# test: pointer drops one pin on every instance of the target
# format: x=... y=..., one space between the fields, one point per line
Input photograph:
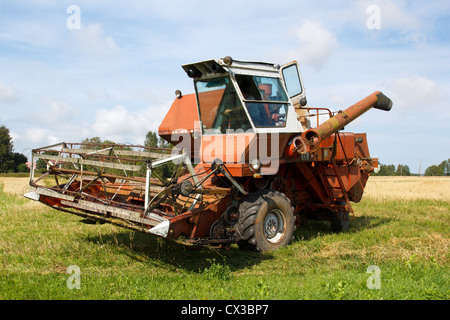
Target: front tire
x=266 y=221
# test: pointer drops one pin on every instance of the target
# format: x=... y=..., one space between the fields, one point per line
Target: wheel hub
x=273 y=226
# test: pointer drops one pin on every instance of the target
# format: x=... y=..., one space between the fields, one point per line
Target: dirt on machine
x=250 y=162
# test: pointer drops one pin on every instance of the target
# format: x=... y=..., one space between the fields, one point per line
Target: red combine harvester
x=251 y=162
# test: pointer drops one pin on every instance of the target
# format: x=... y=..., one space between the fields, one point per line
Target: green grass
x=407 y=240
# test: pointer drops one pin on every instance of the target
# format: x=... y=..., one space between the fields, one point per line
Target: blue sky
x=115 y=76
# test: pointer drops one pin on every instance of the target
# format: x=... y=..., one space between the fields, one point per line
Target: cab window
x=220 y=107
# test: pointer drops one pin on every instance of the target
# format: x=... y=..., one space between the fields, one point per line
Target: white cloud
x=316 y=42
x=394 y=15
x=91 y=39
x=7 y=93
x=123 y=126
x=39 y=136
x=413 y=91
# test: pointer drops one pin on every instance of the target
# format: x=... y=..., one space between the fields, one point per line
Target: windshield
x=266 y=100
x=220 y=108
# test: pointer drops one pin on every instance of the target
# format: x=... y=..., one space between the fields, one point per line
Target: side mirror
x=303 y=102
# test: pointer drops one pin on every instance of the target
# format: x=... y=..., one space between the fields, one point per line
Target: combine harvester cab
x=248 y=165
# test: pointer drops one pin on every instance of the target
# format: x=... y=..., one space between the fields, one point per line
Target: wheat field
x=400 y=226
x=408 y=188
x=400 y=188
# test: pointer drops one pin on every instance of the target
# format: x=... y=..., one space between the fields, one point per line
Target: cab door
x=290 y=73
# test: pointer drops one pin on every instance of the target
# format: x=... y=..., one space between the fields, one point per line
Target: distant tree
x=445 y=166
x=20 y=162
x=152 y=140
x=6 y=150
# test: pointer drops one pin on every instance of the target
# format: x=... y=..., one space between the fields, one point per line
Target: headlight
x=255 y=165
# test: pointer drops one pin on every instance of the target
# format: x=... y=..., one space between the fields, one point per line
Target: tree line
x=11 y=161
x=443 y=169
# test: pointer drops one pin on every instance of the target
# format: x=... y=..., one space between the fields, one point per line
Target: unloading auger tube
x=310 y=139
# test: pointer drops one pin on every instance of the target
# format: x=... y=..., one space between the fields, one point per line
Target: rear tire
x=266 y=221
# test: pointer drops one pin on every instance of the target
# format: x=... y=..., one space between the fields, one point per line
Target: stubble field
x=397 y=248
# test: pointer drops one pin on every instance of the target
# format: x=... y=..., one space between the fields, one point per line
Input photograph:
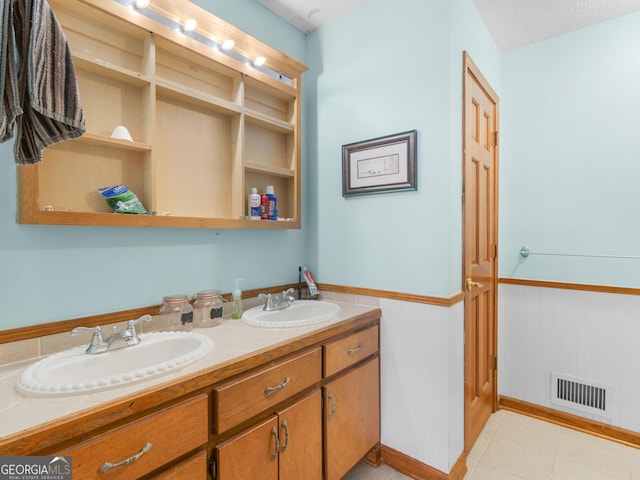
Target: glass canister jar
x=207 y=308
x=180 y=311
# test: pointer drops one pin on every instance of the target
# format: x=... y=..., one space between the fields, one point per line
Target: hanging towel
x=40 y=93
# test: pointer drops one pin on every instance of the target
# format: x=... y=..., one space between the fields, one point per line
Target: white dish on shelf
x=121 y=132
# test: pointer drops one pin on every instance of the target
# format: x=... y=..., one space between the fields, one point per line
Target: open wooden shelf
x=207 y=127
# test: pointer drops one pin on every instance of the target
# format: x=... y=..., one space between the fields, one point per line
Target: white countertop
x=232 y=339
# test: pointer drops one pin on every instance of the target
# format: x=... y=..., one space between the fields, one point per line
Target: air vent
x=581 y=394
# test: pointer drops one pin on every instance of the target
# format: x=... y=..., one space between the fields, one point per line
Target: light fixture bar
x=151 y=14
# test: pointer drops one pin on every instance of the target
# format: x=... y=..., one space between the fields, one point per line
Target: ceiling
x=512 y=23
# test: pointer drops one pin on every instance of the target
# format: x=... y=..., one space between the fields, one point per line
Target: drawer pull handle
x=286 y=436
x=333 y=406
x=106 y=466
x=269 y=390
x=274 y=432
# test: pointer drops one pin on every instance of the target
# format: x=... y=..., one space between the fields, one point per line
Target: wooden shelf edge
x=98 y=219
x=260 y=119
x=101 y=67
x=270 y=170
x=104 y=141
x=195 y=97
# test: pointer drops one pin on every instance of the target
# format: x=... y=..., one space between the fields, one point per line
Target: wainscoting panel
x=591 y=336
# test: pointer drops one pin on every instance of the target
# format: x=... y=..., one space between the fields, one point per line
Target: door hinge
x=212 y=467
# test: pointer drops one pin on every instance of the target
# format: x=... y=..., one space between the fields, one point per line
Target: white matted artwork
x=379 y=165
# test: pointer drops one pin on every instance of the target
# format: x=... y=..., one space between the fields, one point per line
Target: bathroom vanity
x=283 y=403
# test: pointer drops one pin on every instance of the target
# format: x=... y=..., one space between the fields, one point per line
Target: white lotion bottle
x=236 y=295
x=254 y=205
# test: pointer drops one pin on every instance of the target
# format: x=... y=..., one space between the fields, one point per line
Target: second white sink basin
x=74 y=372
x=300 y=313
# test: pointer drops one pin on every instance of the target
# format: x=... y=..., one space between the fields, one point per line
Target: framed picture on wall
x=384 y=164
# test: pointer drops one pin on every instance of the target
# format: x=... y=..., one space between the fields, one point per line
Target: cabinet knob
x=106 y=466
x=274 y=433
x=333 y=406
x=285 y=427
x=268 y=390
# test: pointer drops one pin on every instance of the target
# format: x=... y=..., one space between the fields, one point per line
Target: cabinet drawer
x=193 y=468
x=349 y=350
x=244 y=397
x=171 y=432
=======
Retype the records above exactly, pictures omitted.

■ **REPLY**
# test: pointer drops one pin on every instance of the target
# format: x=... y=..., one space between the fields, one point per line
Input photograph:
Target: front tire
x=266 y=221
# test: pointer drops one pin on every instance of the target
# format: x=... y=..., one space between the fields, one point per line
Target: wheel hub
x=273 y=226
# test: pointer drops one pin on every instance of the target
# format: x=... y=..., one space between the fields, one point per line
Target: dirt on machine
x=250 y=162
# test: pointer drops one pin on every instance of the target
# format: x=... y=..., one space between the fields, one point per line
Target: red combine harvester
x=251 y=162
# test: pointer drops one pin on every instance of the target
# format: x=... y=..., one space between the fields, one point per line
Target: green grass
x=407 y=240
# test: pointer drops one pin on every instance of the target
# format: x=... y=..., one space between the fields, one point per line
Target: blue sky
x=115 y=76
# test: pointer drops one pin on every instance of the target
# format: x=... y=..., one space between the fields, one point per line
Target: cab window
x=220 y=107
# test: pointer drops one pin on every instance of the target
# format: x=... y=..., one space between the fields, one point per line
Target: white cloud
x=316 y=42
x=394 y=15
x=91 y=39
x=7 y=93
x=123 y=126
x=39 y=136
x=413 y=91
# test: pointer drops one pin on every instance of the target
# format: x=... y=..., one space between the fields, one point per line
Target: windshield
x=266 y=100
x=220 y=108
# test: pointer drops one pin on every instance of the target
# format: x=... y=..., one space between the fields, one point per line
Target: side mirror
x=303 y=102
# test: pointer drops one pin on every instance of the target
# format: x=... y=..., one space between the fields, one point per line
Target: combine harvester cab
x=248 y=165
# test: pointer drops one pin on every instance of the target
# format: x=... y=..., one space between the fields, one point per line
Target: wheat field
x=400 y=226
x=408 y=188
x=400 y=188
# test: pointer drops one pin on every instance of the target
# format: x=... y=..., one space between the fields, one point per line
Target: cab door
x=290 y=73
# test: pointer drops one pin on every instance of the target
# format: x=... y=..., one space between the fields, one point per line
Target: distant tree
x=445 y=166
x=20 y=162
x=152 y=140
x=6 y=150
# test: pointer drops one pin on every instance of the target
# format: x=... y=..., one space between the fields, one point per line
Target: headlight
x=255 y=165
# test: pointer drops one pin on every instance of the target
# format: x=... y=..., one space between the fields, one point per line
Target: tree line
x=11 y=161
x=443 y=169
# test: pointer drops one pin on every instance of the target
# format: x=... y=..., one space between the fields, one point per line
Target: unloading auger tube
x=310 y=139
# test: pointer drops one pin on every instance of the target
# format: x=... y=..., one space between the fields, one point per line
Target: rear tire
x=266 y=221
# test: pointer drops one pin on every instance of the target
# format: x=... y=..., one space between the fields, one point per line
Target: stubble field
x=397 y=248
# test: pointer drops one pin on every instance of the target
# format: x=... y=..., one space between the fields, one point per line
Input photograph:
Target: glass canister jar
x=207 y=308
x=180 y=311
# test: pointer drops one pin on every instance of the target
# format: x=... y=..., one space between the fields, one point per line
Target: hanging towel
x=40 y=93
# test: pointer drops one pin on every instance of the target
# format: x=... y=..., one space between the fields, one point per line
Target: white dish on shelf
x=121 y=132
# test: pointer drops one pin on every instance of the target
# format: x=... y=..., one space between the fields, one point per line
Target: open wooden shelf
x=207 y=127
# test: pointer drops one pin on every instance of the target
# format: x=... y=..., one space between the fields, one point per line
Target: white countertop
x=232 y=339
# test: pointer drops one pin on every instance of the target
# format: x=... y=..., one space between the fields, one point per line
Target: air vent
x=581 y=394
# test: pointer drops one pin on every instance of the target
# format: x=... y=..., one space between the fields, one point per line
Target: light fixture bar
x=151 y=14
# test: pointer drops one pin on every instance of the target
# format: x=... y=..., one space between the fields, one point per line
Target: ceiling
x=512 y=23
# test: pointer drops one pin on every instance of the target
# format: x=... y=..., one space between the fields, one point per line
Target: drawer pull handle
x=286 y=436
x=333 y=406
x=106 y=466
x=269 y=390
x=274 y=432
# test: pointer drops one pin on every instance of the target
# format: x=... y=..., one space between the fields, one point per line
Target: wooden shelf edge
x=98 y=219
x=260 y=119
x=101 y=67
x=270 y=170
x=104 y=141
x=195 y=97
# test: pointer drops one pin on every instance of the target
# format: x=... y=..., one space between the fields, one point per line
Target: wainscoting panel
x=591 y=336
# test: pointer drops one pin on every instance of the target
# format: x=... y=..., one space between the fields, one point per line
Target: door hinge
x=212 y=467
# test: pointer drops one pin on every instance of the target
# format: x=... y=..., one space between the fields, one point per line
Target: white matted artwork
x=379 y=165
# test: pointer drops one pin on every instance of the target
# format: x=... y=..., one space between the fields, one point per line
Target: bathroom vanity
x=283 y=403
# test: pointer drops one pin on every instance of the target
# format: x=... y=..., one space between the fields, one point per line
Target: white lotion bottle
x=236 y=295
x=254 y=205
# test: pointer drops one pin on every instance of the target
# format: x=... y=..., one space between the fields, one point per line
Target: second white sink basin
x=74 y=372
x=300 y=313
# test: pointer drops one pin on every instance of the target
# format: x=... y=..., one space between the fields, one point per line
Target: framed picture on wall
x=384 y=164
# test: pointer drops one pin on every instance of the target
# format: x=... y=..., one space between the fields, one point per line
Target: cabinet knob
x=106 y=466
x=274 y=433
x=333 y=406
x=285 y=427
x=268 y=390
# test: pointer drops one pin on every instance of the target
# format: x=... y=..., one space between the fields, one point per line
Target: cabinet drawer
x=193 y=468
x=349 y=350
x=244 y=397
x=171 y=432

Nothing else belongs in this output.